**Consegna operativa A:** Elenchi i tre tipi di incapacità che il brano da leggere attribuisce ai Comuni.
**Consegna operativa B:**
Indichi se ciascuna delle seguenti affermazioni concorda con il brano da leggere, rispondendo sì o no e citando le parole decisive del testo.
(i) Gran parte delle norme approvate con le leggi omnibus ha prodotto gravi danni.
(ii) Il saggio "Come muoiono le democrazie" è di Levitsky e Ziblatt.
(iii) Secondo gli autori del saggio, le forze politiche sono tra loro nemiche.
**Consegna operativa C:** Prosegua il brano da leggere sulla politica regionale e sullo stato della democrazia, riprendendo subito dopo la sua ultima frase.

**Brano da leggere:**
※ ※ ※

Sull’altra vicenda c’è stato il quasi definitivo affossamento delle UTI, il tentativo di rianimare i morenti Comuni direi con una “terapia del dolore” che non incide sulla loro sostanziale incapacità finanziaria, organizzativa e gestionale di costituire il sistema di base del settore pubblico, e fantasticando su una nuova ripartizione territoriale di enti intermedi costituito sostanzialmente dalle stesse Provincie del passato. Non c’è stata alcuna capacità di interpretare il disagio dei diversi territori che compongono la regione verso un nuovo patto che dia ad ognuno la capacità di interpretare la propria evoluzione e le potenzialità di futuro. L’impressione che se ne ricava è quella della volontà di gestire i rapporti tra centro e periferia con la logica delle clientele, secondo ispirazioni che superano di gran lunga la stagione d’oro della DC degli anni 60 e 70. Per la felicità dei mestatori professionisti alla Agrusti.
Questa valutazione nasce anche dalla interpretazione della infinità di norme approvate da una successione impressionante di leggi omnibus, dove sia la Giunta che i consiglieri di maggioranza hanno potuto sfogare la loro libidine di protagonismo e dimostrare ai propri elettori di contare davvero. Gran parte di queste scelte non hanno prodotto grossi danni, spesso si sono risolti i dubbi della burocrazia nel firmare atti amministrativi, gli ungulati non si sono lamentati di poter essere cacciati con l’arco, ma alcune norme in materia urbanistica ed edilizia, anche devastando le competenze dei Comuni, gridano vendetta al cielo.
Lo stato della democrazia e la frenesia comunicativa
In un recente saggio Levitsky e Ziblatt si domandano “Come muoiono le democrazie” e analizzano in forma divulgativa quali comportamenti del sistema politico istituzionale fanno scivolare una realtà formalmente democratica in qualcosa di altro. Pian piano vengono infrante molte delle regole scritte e non scritte di un modello consolidato nel tempo, spesso con il consenso della maggioranza. Diventa decisivo il conservare alcuni elementi fondamentali che per gli autori, nell’orizzonte della democrazia liberale, sono la tolleranza e la temperanza. Le forze politiche sono tra loro avversarie ma non nemiche e ogni azione non va portata all’estremo, anche se in apparenza giuridicamente legittima, se fa saltare alcuni equilibri condivisi che sono il sale della democrazia.

※ ※ ※

**Estratti di dati:**
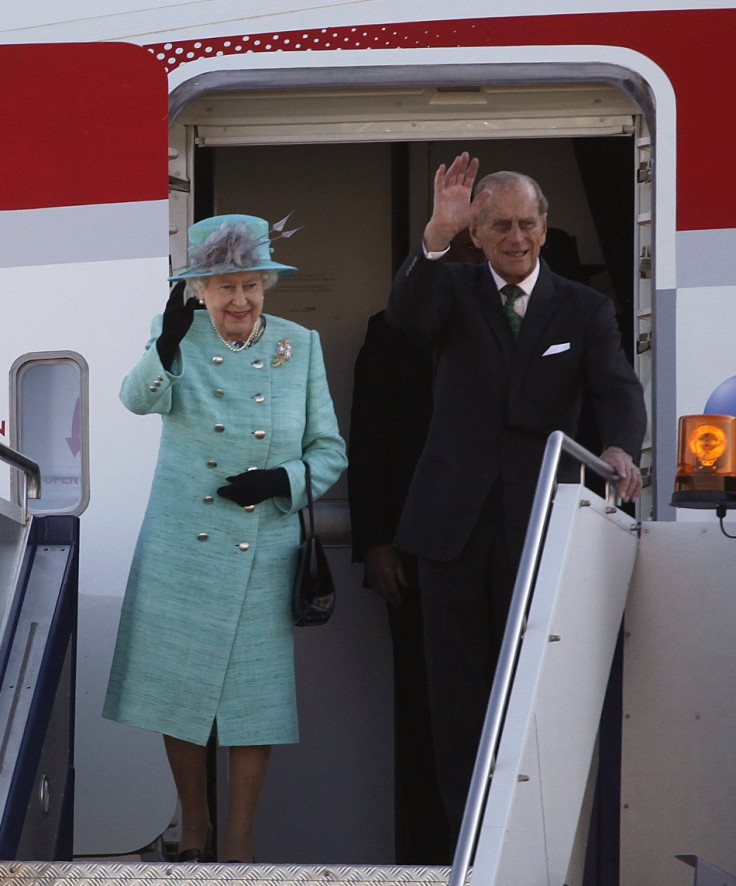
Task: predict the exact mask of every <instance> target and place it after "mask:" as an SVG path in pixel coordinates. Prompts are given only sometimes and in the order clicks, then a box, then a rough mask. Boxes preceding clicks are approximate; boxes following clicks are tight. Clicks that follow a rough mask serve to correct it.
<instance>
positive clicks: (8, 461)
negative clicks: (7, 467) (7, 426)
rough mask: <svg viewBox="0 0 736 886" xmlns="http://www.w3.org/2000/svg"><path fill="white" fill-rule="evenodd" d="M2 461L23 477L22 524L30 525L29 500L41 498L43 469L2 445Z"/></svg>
mask: <svg viewBox="0 0 736 886" xmlns="http://www.w3.org/2000/svg"><path fill="white" fill-rule="evenodd" d="M0 461H3V462H5V464H8V465H10V466H11V467H12V468H16V469H17V470H19V471H20V472H21V474H22V475H23V483H22V486H21V491H20V507H21V523H22V524H23V525H24V526H25V525H26V523H28V499H29V498H35V499H38V498H41V468H40V467H39V466H38V463H37V462H35V461H33V459H32V458H28V456H27V455H23V453H22V452H18V451H17V450H15V449H11V448H10V446H6V445H5V444H4V443H0Z"/></svg>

※ ※ ※

**Risultato A:** Finanziaria, organizzativa e gestionale.

**Risultato B:**
(i) No: "Gran parte di queste scelte non hanno prodotto grossi danni".
(ii) Sì: "In un recente saggio Levitsky e Ziblatt si domandano “Come muoiono le democrazie”".
(iii) No: "Le forze politiche sono tra loro avversarie ma non nemiche".

**Risultato C:**
Forse in Regione non siamo ancora al livello del bullismo politico e comunicativo che caratterizza l’attuale confronto tra gli irrefrenabili Dioscuri vicepresidenti e il “popolo italiano” ma siamo sulla buona strada e molti episodi, sia relativamente alle scelte effettuate in campo amministrativo che proprio in termini di concezione dello scontro politico lo confermano. Vincere le elezioni significa uccidere il nemico e portare via tutto quello che c’è sul tavolo. Anche la cultura, la scienza e possibilmente la religione.
A questa situazione soggettiva se ne accompagna una strutturale che proprio nella accentuata debolezza degli enti locali e territoriali vede sempre più limitarsi la capacità di dialogo e confronto costruttivo tra i cittadini per una cosciente partecipazione alle scelte. E in questo, la continua perdita di capacità dei soggetti intermedi di costruire momenti organizzati che in qualche modo sappiano limitare il puro rapporto consensuale tra leader e “popolo” fa la sua parte e favorisce sempre più una attività di “governo” senza paracadute e piena di certezze indiscutibili.
Per una Regione come il F-VG che costitutivamente vive dell’amalgama tra differenze territoriali, linguistiche e culturali, la mancanza di voglia di ricostruzione di un modello democratico reale ed il scivolamento nella china della semplificazione, può esserne l’elemento distruttivo peggiore.
Il Friuli e Trieste hanno bisogno di relazioni reali ben diverse da quelle che la comunicazione “main stream” produce e deve potersi liberare dalla deriva in cui oggi lo Stato italiano sembra essersi collocato.